───── SUPPLIED PASSAGE
SAND CONTROL
Keeping fines in their place to maximize inflow
performance
Immobilizing
formation fines and enhancing proppant properties keeps formation
pore throats, gravel packs and screens clear for hydrocarbon production.
Andy Jordan and Bruce
Comeaux, BJ Services
Producing hydrocarbons is by definition disruptive; drilling, completion
and production processes upset the equilibrium within a reservoir rock
matrix that has formed over hundreds of millions of years. Many of
the disruptions impair formation inflow performance, resulting in sub-optimal
production.
Prevention is better than cure: The industry is constantly searching
for methods to eliminate expensive remedial operations, such as through-tubing
completion repairs or full-scale rig re-completions. A variety of new
technologies have been developed for implementation during the initial
completion to combat problems associated with fines migration.
Clay fines and their swelling and migration are routinely treated
with clay stabilizers; however, non-clay fines and potential proppant
failure/plugging are often ignored in completion and stimulation planning.
──────────
───── RECORD EXTRACTS
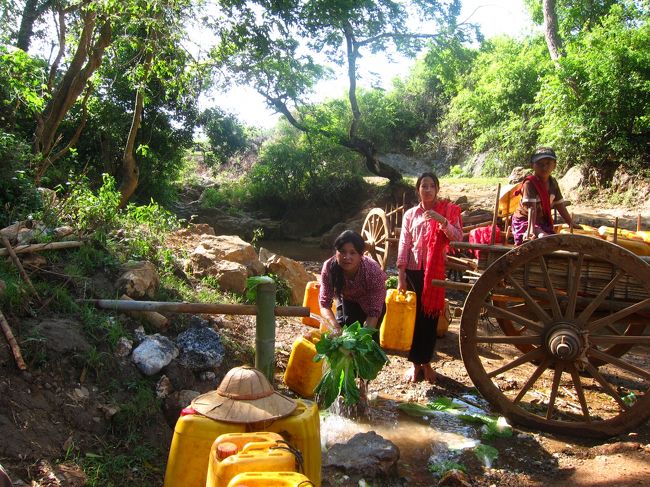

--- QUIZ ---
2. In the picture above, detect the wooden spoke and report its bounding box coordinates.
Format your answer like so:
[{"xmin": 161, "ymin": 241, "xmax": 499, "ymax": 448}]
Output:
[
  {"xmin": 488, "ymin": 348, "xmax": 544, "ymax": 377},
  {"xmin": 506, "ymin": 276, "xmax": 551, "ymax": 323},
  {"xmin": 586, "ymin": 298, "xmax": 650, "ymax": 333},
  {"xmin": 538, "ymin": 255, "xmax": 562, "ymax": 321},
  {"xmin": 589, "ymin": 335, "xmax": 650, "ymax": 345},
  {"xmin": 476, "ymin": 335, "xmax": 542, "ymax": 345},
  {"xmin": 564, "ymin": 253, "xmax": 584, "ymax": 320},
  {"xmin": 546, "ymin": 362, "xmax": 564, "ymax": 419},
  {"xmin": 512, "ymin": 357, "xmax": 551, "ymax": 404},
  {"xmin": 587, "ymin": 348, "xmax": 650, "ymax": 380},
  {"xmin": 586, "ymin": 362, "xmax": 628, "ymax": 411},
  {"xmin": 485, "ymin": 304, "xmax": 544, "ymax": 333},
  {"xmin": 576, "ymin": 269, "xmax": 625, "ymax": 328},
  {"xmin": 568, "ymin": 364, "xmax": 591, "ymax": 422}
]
──────────
───── RECORD EXTRACTS
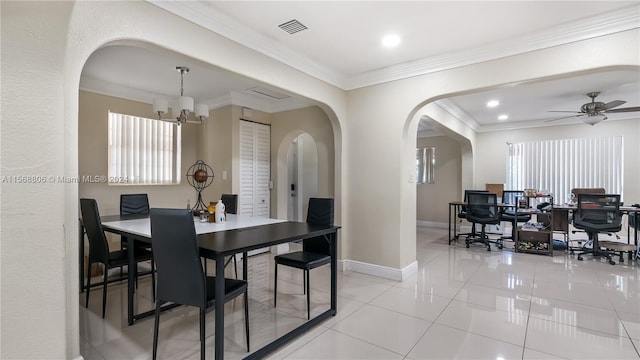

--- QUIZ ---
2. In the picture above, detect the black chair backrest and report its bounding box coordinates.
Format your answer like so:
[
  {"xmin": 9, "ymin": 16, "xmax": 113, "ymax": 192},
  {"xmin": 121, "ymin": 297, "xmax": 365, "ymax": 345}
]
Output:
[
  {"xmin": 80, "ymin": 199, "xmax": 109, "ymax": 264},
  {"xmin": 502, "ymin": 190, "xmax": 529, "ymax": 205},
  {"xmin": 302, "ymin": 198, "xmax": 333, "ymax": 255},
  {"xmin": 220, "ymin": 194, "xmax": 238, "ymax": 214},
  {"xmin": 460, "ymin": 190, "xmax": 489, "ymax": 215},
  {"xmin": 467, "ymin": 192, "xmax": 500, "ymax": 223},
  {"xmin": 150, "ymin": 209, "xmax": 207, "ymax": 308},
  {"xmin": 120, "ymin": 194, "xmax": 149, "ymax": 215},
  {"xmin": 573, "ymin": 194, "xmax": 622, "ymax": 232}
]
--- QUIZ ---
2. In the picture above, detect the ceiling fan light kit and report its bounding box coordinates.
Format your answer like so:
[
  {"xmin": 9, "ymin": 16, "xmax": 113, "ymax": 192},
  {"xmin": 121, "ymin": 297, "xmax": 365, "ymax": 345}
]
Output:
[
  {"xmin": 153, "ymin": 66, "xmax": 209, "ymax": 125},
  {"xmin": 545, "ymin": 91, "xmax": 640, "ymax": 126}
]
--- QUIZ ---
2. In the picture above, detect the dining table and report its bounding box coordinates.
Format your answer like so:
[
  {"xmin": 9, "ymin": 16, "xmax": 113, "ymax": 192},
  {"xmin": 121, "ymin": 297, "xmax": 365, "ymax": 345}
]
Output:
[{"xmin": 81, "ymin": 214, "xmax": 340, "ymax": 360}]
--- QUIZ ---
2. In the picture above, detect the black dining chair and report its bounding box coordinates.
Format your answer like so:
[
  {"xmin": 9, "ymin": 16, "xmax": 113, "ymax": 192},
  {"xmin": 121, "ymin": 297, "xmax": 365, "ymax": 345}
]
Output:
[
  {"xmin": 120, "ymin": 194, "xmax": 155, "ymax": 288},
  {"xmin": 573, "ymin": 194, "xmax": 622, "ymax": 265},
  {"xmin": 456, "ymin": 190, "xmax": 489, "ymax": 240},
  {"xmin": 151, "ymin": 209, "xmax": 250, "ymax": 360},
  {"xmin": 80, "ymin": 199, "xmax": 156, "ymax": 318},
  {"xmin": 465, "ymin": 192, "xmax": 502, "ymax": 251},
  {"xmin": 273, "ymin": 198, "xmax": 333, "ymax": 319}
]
──────────
_COMPLETE THE FOLLOWING_
(A) Write out the passage of the sand control article that starts at "SAND CONTROL" and ends at "for hydrocarbon production.".
(B) Continue the article on keeping formation fines in place, picking up right after its final sentence.
None of the entries is required for the work here.

_ANSWERS TO THE EXERCISES_
(A)
SAND CONTROL
Keeping fines in their place to maximize inflow
performance
Immobilizing
formation fines and enhancing proppant properties keeps formation
pore throats, gravel packs and screens clear for hydrocarbon production.

(B)
Fit-for-purpose, engineered solutions can minimize inflow performance
reduction caused by fines generation, fines migration, plugging of
the rock matrix, proppant pack or screens. Depending on formation characteristics,
system components might include additives such as fines-stabilization
agents, proppant enhancement materials and/or resin-coated proppants.
FINES MIGRATION
Due to their weak nature, most unconsolidated sandstone formations
require some type of solids production control. Well screens, often
combined with gravel packs or frac-pack treatments, are routine solutions.
Many unconsolidated sandstone reservoirs are also associated with
steeper-than-normal production decline due to fines migration. In these
formations, fines are typically very loosely bound to the reservoir
sand grains. When mobilized, fines may plug the pore throats of the
formation, gravel or well screen, Fig. 1.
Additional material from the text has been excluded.